* _Set tasks_:
a: According to the Sarah Silverman article, in what year did she appear in blackface during a sketch on "The Sarah Silverman Program"?
b: From the Sarah Silverman article, copy word for word the part that begins with the words containing "And yeah, she" and ends with "lot of people.".

* _Text extract_:

>> Begin

But it was too late. Her manager messaged that she was trending on X, where users were accusing her of being pro-genocide — at the time, 3,800 Palestinians had reportedly been killed by Israel’s military response to the Oct. 7 attack, a death toll that has since risen to more than 13,000. She responded to one person online by saying she’d made a mistake “in the stoned fury of wondering where the hostages are.”
“Because I got high” was not an explanation that appeased her critics. The next day, outlets including Newsweek and the Daily Mail had headlines about Silverman being under fire — putting her at the forefront of a political storm in Hollywood that has resulted in firings, “listening tours” and finger-pointing.
In the span of one week in November, Susan Sarandon was booted by her talent agency and actor Melissa Barrera lost her lead role in the next “Scream” film. In October, a top agent at CAA was demoted. They all had made public comments about Israel’s treatment of Gazans that their employers deemed antisemitic.
Although Silverman’s reputation may have suffered, if only temporarily, she has not lost any work.
But it is rare when a celebrity has a true moment of personal and artistic reckoning. In the month since her fateful post, Silverman says she has been reevaluating her identity as an outspoken comedian and the weight her words carry when she shares them on her very large public platform (X, formerly Twitter: 11.7 million, Instagram: 2 million).
“I know that I speak out about stuff, and that’s a role that I’ve taken on,” she says. “But there’s a balance between that and centering yourself, or thinking that what you have to say is incredibly important.”
And yeah, she was stoned that night. But she says she “usually makes very measured decisions” while stoned. That wasn’t to blame here.
“I f—ed up,” Silverman says. “I try not to define people by their worst moments. But it’s gonna pass, or it won’t. I can’t control it.”
Silverman, 52, is no stranger to backlash. Over the course of her three decades in comedy, she has pissed off a lot of people.
In 2001, she used an ethnic slur for Chinese people while doing a bit on Conan O’Brien’s show, then tried to defend herself during an ill-fated debate with an Asian American advocate on Bill Maher’s “Politically Incorrect.” In 2007, she appeared in blackface during a sketch about racism on “The Sarah Silverman Program.” Comedy Central scrubbed the episode from its platforms, but images from the sketch — which Silverman has since said was a mistake she’s horrified by — live on on social media.
Her career has survived because comedy thrives on shock value, but also because she’s been willing to apologize, repeatedly and sincerely, and acknowledge when her humor has offended or no longer aligns with social mores. Not that she’s afraid to be provocative. She’s unapologetically joked about rape, abortion, the Holocaust.
“She likes to cut a smart thought with edgy humor,” says Jennifer Flanz, the executive producer and showrunner of “The Daily Show.” “To feed the audience an important idea, she uses relatable humor.”
But as the Israel-Hamas war in the Middle East rages on, Silverman says she’s no longer certain how political she wants to be — on stage or online.

>> End

* _Stored rows_:

>> Begin

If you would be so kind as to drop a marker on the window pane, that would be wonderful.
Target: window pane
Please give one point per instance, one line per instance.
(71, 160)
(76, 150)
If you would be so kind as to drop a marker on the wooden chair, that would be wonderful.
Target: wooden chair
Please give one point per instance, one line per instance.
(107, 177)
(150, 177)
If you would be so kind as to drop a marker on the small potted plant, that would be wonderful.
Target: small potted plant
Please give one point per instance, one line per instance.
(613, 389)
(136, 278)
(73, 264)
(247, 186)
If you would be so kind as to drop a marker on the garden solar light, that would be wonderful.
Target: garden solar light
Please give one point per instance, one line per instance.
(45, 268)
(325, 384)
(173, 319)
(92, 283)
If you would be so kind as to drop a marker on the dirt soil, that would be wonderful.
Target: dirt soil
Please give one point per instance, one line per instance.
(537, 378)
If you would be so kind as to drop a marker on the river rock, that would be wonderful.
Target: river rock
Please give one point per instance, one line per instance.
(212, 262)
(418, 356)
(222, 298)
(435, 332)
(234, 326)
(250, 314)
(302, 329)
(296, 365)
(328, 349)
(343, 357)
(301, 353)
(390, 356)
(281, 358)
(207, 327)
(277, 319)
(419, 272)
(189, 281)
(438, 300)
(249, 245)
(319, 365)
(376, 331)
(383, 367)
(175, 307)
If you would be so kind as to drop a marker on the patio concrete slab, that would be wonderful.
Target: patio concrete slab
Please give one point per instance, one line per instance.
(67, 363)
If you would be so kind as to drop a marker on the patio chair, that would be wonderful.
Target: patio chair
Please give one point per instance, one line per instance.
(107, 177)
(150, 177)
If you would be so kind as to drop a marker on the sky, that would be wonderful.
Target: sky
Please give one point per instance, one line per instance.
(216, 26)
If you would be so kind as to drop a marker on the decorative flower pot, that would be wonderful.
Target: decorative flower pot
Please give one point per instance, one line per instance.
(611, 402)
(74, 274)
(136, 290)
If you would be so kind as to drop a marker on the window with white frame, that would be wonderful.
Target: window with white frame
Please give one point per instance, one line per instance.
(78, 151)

>> End

* _Outputs by task_:
a: 2007

b:
And yeah, she was stoned that night. But she says she “usually makes very measured decisions” while stoned. That wasn’t to blame here.
“I f—ed up,” Silverman says. “I try not to define people by their worst moments. But it’s gonna pass, or it won’t. I can’t control it.”
Silverman, 52, is no stranger to backlash. Over the course of her three decades in comedy, she has pissed off a lot of people.